* [PROMPT]:
Rewrite the entire listing below as a JSON array of strings, with one string for each line and any blank lines omitted.

◇ ◇ ◇

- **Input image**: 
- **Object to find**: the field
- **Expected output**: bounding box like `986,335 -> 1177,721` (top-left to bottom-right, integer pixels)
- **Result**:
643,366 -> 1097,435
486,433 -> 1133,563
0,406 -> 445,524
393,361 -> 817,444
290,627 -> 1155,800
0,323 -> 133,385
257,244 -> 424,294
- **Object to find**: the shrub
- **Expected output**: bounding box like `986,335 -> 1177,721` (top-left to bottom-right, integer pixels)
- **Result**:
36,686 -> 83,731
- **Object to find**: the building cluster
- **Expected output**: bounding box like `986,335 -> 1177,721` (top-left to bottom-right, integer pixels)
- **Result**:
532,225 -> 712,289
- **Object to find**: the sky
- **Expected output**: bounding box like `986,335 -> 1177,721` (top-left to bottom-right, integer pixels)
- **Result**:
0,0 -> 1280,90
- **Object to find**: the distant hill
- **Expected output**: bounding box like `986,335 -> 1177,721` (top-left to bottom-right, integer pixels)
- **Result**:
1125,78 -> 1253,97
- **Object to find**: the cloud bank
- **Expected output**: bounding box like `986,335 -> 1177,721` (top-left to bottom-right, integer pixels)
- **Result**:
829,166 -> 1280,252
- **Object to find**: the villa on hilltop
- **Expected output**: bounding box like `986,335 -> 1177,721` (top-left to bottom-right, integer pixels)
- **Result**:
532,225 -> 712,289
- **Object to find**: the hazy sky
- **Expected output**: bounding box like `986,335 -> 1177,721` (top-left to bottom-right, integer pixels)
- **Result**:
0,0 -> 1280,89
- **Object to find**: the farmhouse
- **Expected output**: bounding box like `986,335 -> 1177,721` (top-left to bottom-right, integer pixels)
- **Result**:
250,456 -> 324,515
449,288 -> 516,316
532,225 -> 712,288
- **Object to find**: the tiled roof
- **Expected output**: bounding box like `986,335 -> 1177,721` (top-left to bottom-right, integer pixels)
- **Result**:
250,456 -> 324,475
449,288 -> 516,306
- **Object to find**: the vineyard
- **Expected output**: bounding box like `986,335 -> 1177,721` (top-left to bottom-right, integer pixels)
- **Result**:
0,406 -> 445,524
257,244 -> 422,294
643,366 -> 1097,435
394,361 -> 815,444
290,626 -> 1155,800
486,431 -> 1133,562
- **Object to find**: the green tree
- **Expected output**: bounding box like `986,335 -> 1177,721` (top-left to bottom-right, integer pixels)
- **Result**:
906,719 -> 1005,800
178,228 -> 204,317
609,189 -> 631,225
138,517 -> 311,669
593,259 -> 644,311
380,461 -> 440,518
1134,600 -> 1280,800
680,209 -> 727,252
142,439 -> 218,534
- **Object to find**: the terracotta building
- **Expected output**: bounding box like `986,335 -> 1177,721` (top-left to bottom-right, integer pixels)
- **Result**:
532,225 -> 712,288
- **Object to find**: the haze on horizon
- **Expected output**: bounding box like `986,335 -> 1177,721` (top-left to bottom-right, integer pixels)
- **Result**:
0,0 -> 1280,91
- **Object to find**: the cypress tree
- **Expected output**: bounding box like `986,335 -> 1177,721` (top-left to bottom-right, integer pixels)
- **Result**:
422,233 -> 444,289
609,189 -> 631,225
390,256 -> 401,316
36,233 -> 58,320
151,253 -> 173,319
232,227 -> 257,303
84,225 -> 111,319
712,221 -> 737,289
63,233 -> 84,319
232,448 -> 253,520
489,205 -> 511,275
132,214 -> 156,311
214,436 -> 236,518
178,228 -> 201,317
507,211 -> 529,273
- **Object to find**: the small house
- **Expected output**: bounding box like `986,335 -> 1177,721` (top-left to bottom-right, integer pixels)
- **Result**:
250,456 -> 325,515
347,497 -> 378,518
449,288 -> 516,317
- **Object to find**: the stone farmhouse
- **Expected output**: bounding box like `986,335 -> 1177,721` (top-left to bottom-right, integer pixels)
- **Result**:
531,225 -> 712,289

◇ ◇ ◇

* [TASK RESPONSE]:
[
  "- **Input image**: ",
  "- **Object to find**: the field",
  "- **Expected output**: bounding box like `986,335 -> 1177,721` (top-left to bottom-right, integer pixels)",
  "- **Result**:",
  "643,366 -> 1097,435",
  "486,433 -> 1133,563",
  "0,406 -> 445,524",
  "393,361 -> 817,444",
  "290,627 -> 1155,800",
  "0,323 -> 133,385",
  "257,244 -> 424,294",
  "- **Object to find**: the shrub",
  "- **Expected output**: bounding box like `986,335 -> 1177,721` (top-left to bottom-right, integer pixels)",
  "- **Result**:",
  "36,686 -> 83,731",
  "- **Object to find**: the building cluster",
  "- **Expected output**: bounding box like `986,335 -> 1177,721` (top-left to bottom-right, integer pixels)",
  "- **Result**:",
  "532,225 -> 712,289",
  "- **Object to find**: the sky",
  "- **Expected output**: bounding box like `986,335 -> 1177,721` (top-left to bottom-right, integer pixels)",
  "- **Result**:",
  "0,0 -> 1280,90",
  "- **Object to find**: the distant hill",
  "- **Expected output**: bounding box like `986,335 -> 1177,721` (top-left to bottom-right, integer pixels)",
  "- **Result**:",
  "1125,78 -> 1253,97",
  "- **Object to find**: the cloud bank",
  "- **Expected output**: bounding box like `986,335 -> 1177,721` (top-left to bottom-right, integer pixels)",
  "- **Result**:",
  "829,166 -> 1280,252",
  "- **Object to find**: the villa on hilltop",
  "- **Expected output**: bounding box like `986,335 -> 1177,721` (top-left to bottom-right, integer pixels)",
  "- **Result**:",
  "532,225 -> 712,289",
  "- **Object to find**: the hazy sky",
  "- **Expected output**: bounding box like `986,335 -> 1177,721` (top-left to bottom-right, integer pixels)",
  "- **Result**:",
  "0,0 -> 1280,89",
  "- **Object to find**: the farmhouse",
  "- **Expected output**: bounding box like `986,335 -> 1177,721` (top-left to bottom-right, integer pixels)",
  "- **Result**:",
  "250,456 -> 324,515",
  "449,288 -> 516,316",
  "532,225 -> 712,288",
  "- **Object to find**: the tiled roof",
  "- **Expected output**: bounding box like `986,335 -> 1177,721` (top-left to bottom-right, integer pixels)",
  "- **Result**:",
  "250,456 -> 324,475",
  "449,288 -> 516,306",
  "- **Object to find**: the vineyard",
  "- **Expected output**: bounding box like `986,335 -> 1177,721` (top-left to bottom-right, integer pixels)",
  "- **Result**:",
  "0,406 -> 445,524",
  "257,244 -> 422,294",
  "643,366 -> 1097,435",
  "394,361 -> 815,444",
  "290,626 -> 1155,800",
  "486,431 -> 1133,562",
  "- **Object to find**: the green tree",
  "- **Expected output**: bounding box like `986,335 -> 1177,721` (top-left to bottom-right, integer pixels)",
  "- **Result**:",
  "906,719 -> 1005,800",
  "178,228 -> 204,317",
  "609,189 -> 631,225",
  "138,517 -> 311,669",
  "593,259 -> 644,311",
  "380,461 -> 440,518",
  "1134,600 -> 1280,800",
  "680,209 -> 727,252",
  "142,439 -> 218,534",
  "- **Object to find**: the terracotta building",
  "- **Expected output**: bounding box like `986,335 -> 1177,721` (top-left to bottom-right, integer pixels)",
  "- **Result**:",
  "532,225 -> 712,288",
  "- **Object to find**: the haze on horizon",
  "- **Expected output**: bounding box like `986,335 -> 1177,721` (top-left to bottom-right, integer pixels)",
  "- **Result**:",
  "0,0 -> 1280,91",
  "- **Object to find**: the cypress tree",
  "- **Expected output**: bounding box like `986,335 -> 1177,721` (top-left to bottom-right, integer pixels)",
  "- **Result**:",
  "422,233 -> 444,289",
  "609,189 -> 631,225",
  "390,256 -> 401,316",
  "36,233 -> 58,320",
  "151,253 -> 173,319",
  "232,227 -> 257,303",
  "84,225 -> 111,319",
  "712,221 -> 737,289",
  "63,233 -> 84,319",
  "232,448 -> 253,520",
  "489,205 -> 511,275",
  "132,214 -> 156,311",
  "214,436 -> 236,518",
  "178,228 -> 201,317",
  "507,211 -> 529,273",
  "- **Object to find**: the small house",
  "- **Expected output**: bounding box like `986,335 -> 1177,721` (top-left to bottom-right, integer pixels)",
  "- **Result**:",
  "250,456 -> 325,515",
  "347,497 -> 378,518",
  "449,288 -> 516,317",
  "- **Object to find**: the stone farmhouse",
  "- **Expected output**: bounding box like `986,335 -> 1177,721` (top-left to bottom-right, integer pixels)",
  "- **Result**:",
  "531,225 -> 712,289"
]